EXTRACT TO READ ->
>>>

I'm curious if there are any plants that might add acid to their soil so that they might work well in a permaculture setting, you might be able to plant X, Y or Z near a blueberry bush to eliminate the need for soil upkeep.
About the only thing that will acidify soil over a period of years, and keep it so, are certain trees, mostly conifers, though it varies between species. The variation is accounted for by the presence of calcium in the leaves - the lower the calcium content, the more acid the soil will be. The link below might be of interest on this subject
However, since you're not likely to be planting in a Scots pine forest which has been present for thirty years or more, this isn't much use for your purposes.
Acidic soils are great for potatoes, blueberries, hydrangea...but most vegetables do better in more neutral soils. There are no plants that actually DECREASE the pH of the soil PER SE. Whenever organic matter decomposes some acidity is produced but nothing that would make even a temporary change in the soil to make even blueberries happy. The best way to reduce pH for special acid-loving plants is to add elemental sulfur. This is a slow process and needs to be checked/amended at least yearly. For my blueberries, I add lots and lots of organic matter with periodic applications of sulfur. They are separated from the rest of my garden in their own raised bed. I also plant my potatoes in this bed. I own a great pH sensor...the ones you get at Home Depot or Lowes are pretty iffy. The tests using liquids work better than the 'meter' poke in the ground type. Soil testing truly makes a gardener successful or not...otherwise it is all wishful thinking, grins! And that works pretty well most of the time. Luckily...if someone comes up with a plant that actually makes it's soil more acidic and that this is measurable would be a great thing. Especially when working with pH neutral or more alkaline soils and wanting to grow plants that love acid. If you live in an environment with lots of rain (water produces Hydrogen ions that decrease the pH...especially in conjunction with clay soil) you should have no trouble with acid loving plants. In a dry climate your soil pH will be dictated by minerals, such as limestone and are usually more alkaline. Best bet is to find an easy, inexpensive way to get soil tests. Usually going through your closest University Extension Service is best. Permaculture should entail using what is available versus trying to change anything...planting only those plants that thrive with your soil's attributes. Once we start trying to change things like growing acid loving plants in basically alkaline soils...well, it isn't permaculture anymore. More akin to growing plants in POTS. Totally dependent on us for maintenance.

<<<

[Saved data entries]
>>>

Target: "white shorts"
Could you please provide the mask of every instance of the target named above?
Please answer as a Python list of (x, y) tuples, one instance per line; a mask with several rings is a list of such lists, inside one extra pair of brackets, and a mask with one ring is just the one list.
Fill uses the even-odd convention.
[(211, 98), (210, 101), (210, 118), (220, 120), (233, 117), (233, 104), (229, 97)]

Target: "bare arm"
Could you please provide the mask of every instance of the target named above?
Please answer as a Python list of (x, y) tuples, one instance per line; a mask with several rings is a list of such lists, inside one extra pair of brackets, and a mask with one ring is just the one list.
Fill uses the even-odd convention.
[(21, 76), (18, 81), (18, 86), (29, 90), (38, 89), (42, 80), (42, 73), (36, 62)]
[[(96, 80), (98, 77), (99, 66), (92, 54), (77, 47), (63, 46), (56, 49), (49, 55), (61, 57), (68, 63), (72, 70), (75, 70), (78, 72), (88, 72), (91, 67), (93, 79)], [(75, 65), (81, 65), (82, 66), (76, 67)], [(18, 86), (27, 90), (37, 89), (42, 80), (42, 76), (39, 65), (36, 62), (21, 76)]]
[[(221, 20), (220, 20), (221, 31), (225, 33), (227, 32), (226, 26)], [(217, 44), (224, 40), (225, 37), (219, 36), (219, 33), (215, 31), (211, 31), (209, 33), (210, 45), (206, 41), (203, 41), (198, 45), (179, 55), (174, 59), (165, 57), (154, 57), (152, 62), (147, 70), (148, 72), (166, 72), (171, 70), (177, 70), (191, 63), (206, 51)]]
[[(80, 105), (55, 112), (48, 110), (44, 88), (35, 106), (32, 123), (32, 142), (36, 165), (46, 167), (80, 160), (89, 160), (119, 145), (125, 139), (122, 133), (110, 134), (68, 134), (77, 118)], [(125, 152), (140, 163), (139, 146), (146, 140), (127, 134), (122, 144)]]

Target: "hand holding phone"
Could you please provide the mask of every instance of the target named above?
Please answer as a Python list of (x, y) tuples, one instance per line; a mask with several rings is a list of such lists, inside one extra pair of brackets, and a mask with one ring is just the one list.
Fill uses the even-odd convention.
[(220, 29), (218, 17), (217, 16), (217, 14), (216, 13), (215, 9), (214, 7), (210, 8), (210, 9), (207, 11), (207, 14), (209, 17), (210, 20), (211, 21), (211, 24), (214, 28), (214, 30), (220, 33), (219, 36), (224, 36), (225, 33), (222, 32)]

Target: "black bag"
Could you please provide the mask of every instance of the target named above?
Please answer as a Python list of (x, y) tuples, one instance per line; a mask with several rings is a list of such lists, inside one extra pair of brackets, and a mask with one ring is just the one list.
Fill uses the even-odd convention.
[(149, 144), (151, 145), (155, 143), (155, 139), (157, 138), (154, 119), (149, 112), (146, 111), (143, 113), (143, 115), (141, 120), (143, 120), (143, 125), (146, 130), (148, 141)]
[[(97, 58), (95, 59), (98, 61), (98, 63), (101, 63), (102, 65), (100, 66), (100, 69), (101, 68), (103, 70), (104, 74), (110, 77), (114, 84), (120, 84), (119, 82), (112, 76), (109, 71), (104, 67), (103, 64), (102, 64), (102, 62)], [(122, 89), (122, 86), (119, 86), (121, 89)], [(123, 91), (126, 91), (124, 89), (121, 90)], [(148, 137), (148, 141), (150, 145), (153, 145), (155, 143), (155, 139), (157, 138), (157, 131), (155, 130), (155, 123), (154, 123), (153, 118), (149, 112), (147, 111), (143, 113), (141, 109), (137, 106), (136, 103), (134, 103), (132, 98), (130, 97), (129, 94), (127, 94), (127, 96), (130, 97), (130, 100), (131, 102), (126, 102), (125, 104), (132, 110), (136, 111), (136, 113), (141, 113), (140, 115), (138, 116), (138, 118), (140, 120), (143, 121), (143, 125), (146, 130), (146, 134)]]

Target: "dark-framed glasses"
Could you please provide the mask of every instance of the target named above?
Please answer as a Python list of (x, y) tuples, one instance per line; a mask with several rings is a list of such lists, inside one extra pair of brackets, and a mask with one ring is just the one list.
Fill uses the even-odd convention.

<<<

WORK REQUIRED -> In the text on acidifying soil, what accounts for some tree species acidifying the soil more than others?

RESPONSE BOX -> The difference comes from how much calcium the trees' leaves contain. The lower the calcium content of the leaves, the more acidic the soil becomes.